> _Questions to answer_
1 – In the remarks, take the part that opens with the words containing "My mother cared" and closes with "to my mother.", and write it again, switching "long hours" for "late shifts".
2 – Please condense the paragraph in the remarks that begins "We have also seen humanity" into a shorter version that keeps its main facts.
** Given text follows **
Over the past several weeks we have witnessed—and some of us have experienced firsthand—the destructive, awful power of natural disasters. Harvey and Irma have battered the Gulf Coast, the Caribbean, and the eastern seaboard of the United States. Now residents are struggling to rebuild and regain some of what they have lost.
We have also seen humanity at its most generous and courageous. Reports of first responders and neighbors helping one another give us hope in times of crisis. As I hear stories of medics, firefighters, law enforcement, and servicemen and women, I am also reminded of my own mother, a nurse for fifty years, who passed away last fall.
My mother cared for patients in hospitals and nursing homes. Her patients often suffered with a range of medical and psychological problems, and she put in long hours. Yet being a nurse was one of the great joys in her life. When I became president of Yale, it was her idea for my family to mark the occasion by establishing a scholarship for nursing students at Yale. Nursing meant a great deal to my mother.
** End of Given text **
** Record extracts follows **
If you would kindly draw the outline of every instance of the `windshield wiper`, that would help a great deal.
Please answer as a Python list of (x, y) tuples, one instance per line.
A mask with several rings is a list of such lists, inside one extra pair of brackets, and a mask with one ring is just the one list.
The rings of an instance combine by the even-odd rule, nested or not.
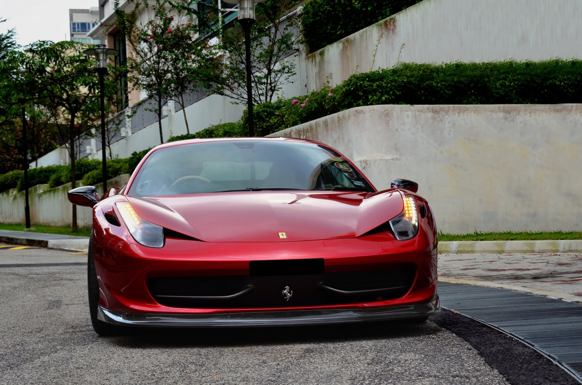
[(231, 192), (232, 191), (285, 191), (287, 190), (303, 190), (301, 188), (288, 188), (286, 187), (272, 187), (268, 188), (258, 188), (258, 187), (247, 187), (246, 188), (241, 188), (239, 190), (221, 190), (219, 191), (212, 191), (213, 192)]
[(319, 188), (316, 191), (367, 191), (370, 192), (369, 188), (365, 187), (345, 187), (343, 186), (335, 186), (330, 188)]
** End of Record extracts **
** Record extracts follows **
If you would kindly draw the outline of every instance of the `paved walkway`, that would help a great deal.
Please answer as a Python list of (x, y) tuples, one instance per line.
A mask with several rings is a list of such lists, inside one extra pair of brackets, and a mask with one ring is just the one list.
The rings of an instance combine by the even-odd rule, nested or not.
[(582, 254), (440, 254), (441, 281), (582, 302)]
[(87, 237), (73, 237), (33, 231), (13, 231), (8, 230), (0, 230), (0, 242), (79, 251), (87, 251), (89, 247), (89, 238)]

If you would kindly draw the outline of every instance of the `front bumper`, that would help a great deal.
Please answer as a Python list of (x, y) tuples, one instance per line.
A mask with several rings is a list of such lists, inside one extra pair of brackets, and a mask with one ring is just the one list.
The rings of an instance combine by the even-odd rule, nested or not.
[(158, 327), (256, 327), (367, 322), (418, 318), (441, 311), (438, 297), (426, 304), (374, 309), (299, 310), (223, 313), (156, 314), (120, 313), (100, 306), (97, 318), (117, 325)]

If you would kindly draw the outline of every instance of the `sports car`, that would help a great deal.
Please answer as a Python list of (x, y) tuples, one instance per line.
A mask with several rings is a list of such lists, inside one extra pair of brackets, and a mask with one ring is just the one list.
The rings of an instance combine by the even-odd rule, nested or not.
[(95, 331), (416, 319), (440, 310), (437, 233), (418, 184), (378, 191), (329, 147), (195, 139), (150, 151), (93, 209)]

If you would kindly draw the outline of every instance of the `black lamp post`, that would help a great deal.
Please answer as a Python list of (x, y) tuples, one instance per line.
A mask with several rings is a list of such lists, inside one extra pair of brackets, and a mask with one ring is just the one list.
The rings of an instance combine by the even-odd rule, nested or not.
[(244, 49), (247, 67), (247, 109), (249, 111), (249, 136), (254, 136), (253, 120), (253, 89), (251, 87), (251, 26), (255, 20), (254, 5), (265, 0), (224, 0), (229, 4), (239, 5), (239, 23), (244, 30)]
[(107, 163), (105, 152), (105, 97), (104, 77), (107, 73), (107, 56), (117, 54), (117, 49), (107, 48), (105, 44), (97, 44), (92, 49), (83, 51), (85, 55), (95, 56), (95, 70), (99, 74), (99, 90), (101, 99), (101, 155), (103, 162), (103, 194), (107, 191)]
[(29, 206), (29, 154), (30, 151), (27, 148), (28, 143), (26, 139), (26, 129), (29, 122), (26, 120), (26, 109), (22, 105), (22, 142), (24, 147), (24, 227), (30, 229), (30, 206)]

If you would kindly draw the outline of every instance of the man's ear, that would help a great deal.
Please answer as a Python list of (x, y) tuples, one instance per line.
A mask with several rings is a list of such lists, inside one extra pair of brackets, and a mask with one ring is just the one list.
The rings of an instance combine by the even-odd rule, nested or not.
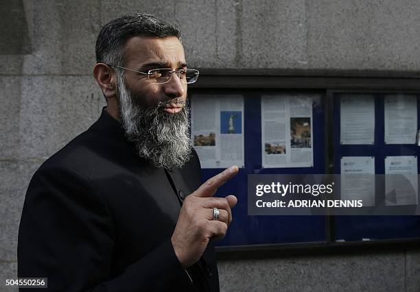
** End of Record extracts **
** Record extracts follows **
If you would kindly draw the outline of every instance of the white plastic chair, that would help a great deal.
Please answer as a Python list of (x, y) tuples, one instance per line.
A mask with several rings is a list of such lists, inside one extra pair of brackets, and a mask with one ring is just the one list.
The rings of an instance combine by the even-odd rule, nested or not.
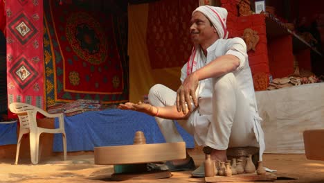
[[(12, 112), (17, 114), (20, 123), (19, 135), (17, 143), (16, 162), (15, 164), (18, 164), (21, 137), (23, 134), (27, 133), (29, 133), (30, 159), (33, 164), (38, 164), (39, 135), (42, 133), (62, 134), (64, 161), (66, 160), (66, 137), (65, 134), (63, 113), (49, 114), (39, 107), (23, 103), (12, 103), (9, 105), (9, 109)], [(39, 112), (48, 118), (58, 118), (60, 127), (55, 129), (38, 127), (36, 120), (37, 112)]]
** End of Record extracts **
> _Solutions_
1 –
My mother cared for patients in hospitals and nursing homes. Her patients often suffered with a range of medical and psychological problems, and she put in late shifts. Yet being a nurse was one of the great joys in her life. When I became president of Yale, it was her idea for my family to mark the occasion by establishing a scholarship for nursing students at Yale. Nursing meant a great deal to my mother.

2 – Disasters have also shown people at their most generous and brave, and reports of first responders and neighbors helping each other offer hope. Stories of medics, firefighters, law enforcement, and service members remind the writer of their mother, a nurse for fifty years who died last fall.